## Exercise tasks
- a) Summarize the retirement and charity planning article in two sentences.
- b) According to the retirement and charity planning article, how much does Prakash's pension come to each month after tax?
- c) Continue the article on the Kares' retirement and charity planning from where it stops.

## Selected extract

○ ○ ○

Financial planning for retirement, charity

Here’s how this couple, passionate about educating underprivileged children, can use their resources

For 62-year old Mumbai-based Prakash Kare, who has had a successful corporate career spanning over four decades, nothing is more fulfilling than empowering orphaned children with quality education.

Prakash, who retired as a senior management executive, and his wife Shanta, 60, do not have a biological heir and want to give away a good portion of their wealth for the cause of children with no parents.

Prakash and Shanta have ₹75 lakh invested in bank fixed deposit schemes. Besides fixed deposits, Prakash has ₹1.5 crore parked in equity mutual funds. He currently resides in an apartment worth ₹2 crore, which he owns. He also has real estate investment worth ₹5 crore, which includes one property worth ₹1 crore and the other worth ₹4 crore. Prakash wants to plan and allocate his assets to meet the couple’s monthly needs over the next 20 years.

He also wants to donate a good portion of his current savings for the education of orphaned children. He also wants to set aside a corpus to meet medical and healthcare needs.

The couple incur a monthly expense of about ₹1 lakh. Prakash receives gross pension of ₹80,000 every month, which translates into ₹64,000 on a post-tax basis. He has ₹75 lakh invested in bank fixed deposit schemes, which fetches him a post-tax interest of ₹40,000 every month.

While he currently has a monthly surplus of ₹4,000, that is expected to narrow beginning next year, due to expected increase in expenses. Factoring in a 10 per cent annual increase in the monthly spend for the family, Prakash will have to dip into his investments to meet his monthly needs from next year onwards.

○ ○ ○

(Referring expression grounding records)
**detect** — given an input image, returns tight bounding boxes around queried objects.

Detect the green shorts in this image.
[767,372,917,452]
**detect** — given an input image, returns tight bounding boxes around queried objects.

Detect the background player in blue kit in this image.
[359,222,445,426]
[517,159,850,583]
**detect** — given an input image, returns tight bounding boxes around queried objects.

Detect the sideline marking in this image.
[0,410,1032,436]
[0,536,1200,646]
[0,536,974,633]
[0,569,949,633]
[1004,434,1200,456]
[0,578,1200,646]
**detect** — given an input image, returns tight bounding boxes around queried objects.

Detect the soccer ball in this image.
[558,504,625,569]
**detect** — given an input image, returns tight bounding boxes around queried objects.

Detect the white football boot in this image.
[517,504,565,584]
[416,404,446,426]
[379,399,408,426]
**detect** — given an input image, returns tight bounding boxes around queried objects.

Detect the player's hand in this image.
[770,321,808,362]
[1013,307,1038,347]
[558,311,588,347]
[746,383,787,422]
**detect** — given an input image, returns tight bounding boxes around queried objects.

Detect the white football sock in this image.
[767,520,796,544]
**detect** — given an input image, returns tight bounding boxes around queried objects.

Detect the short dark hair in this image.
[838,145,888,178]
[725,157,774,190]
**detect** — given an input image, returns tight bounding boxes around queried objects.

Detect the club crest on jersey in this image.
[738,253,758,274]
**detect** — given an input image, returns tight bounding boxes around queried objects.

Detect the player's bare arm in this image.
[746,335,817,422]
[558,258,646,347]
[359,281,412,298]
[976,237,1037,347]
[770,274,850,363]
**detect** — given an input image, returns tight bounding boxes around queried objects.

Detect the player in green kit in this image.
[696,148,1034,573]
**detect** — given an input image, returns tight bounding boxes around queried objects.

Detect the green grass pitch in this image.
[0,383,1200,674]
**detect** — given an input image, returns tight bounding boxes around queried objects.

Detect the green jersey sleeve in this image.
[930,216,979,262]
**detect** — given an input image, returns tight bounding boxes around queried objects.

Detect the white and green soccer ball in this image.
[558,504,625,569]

○ ○ ○

## Task responses
- a) Prakash Kare, 62, a retired senior management executive in Mumbai, and his wife Shanta, 60, have no biological heir and want to donate a good portion of their wealth to educate orphaned children while also planning for 20 years of monthly needs and a medical corpus. Their monthly expenses of about ₹1 lakh are now covered by his ₹64,000 post-tax pension and ₹40,000 in post-tax interest from ₹75 lakh in fixed deposits, but with spending expected to rise 10 per cent a year, he will have to dip into his investments from next year.

- b) ₹64,000

- c)
He can earmark the mutual fund investment of ₹1.5 crore to meet the shortfall in monthly expenses. We have budgeted a 3 per cent annual increase in pension, stable interest income, and a 10 per cent annualised return on the mutual fund investment. The mutual fund investment should help bridge the gap between expenses and income (pension and interest income) for the next 23 years, which is three years more than the 20 years envisaged by Prakash.

With respect to the corpus for charity, the couple can liquidate the ₹5 crore real estate investment. Of this they can earmark ₹3 crore for charity and invest the balance towards an emergency corpus. Relatively safe options such as debt funds or equity arbitrage funds can be considered for the emergency corpus. Investment in any debt fund held up to a period of three years will attract long-term capital gains tax of 20 per cent with indexation benefit.

Top income funds have, on an average, delivered 9-9.5 per cent over a three-year time frame. In the case of equity arbitrage fund, the tax treatment is similar to other equity funds and hence there is no tax on investment held beyond one year. Equity arbitrage funds have delivered6-7 per cent returns over the past year. Since Prakash and his wife were covered by his earlier employer for both life and health insurance, they have not taken a separate insurance cover. Given that taking a new cover now will be a bit expensive, Prakash can earmark the emergency corpus invested in debt or arbitrage funds for medical emergencies.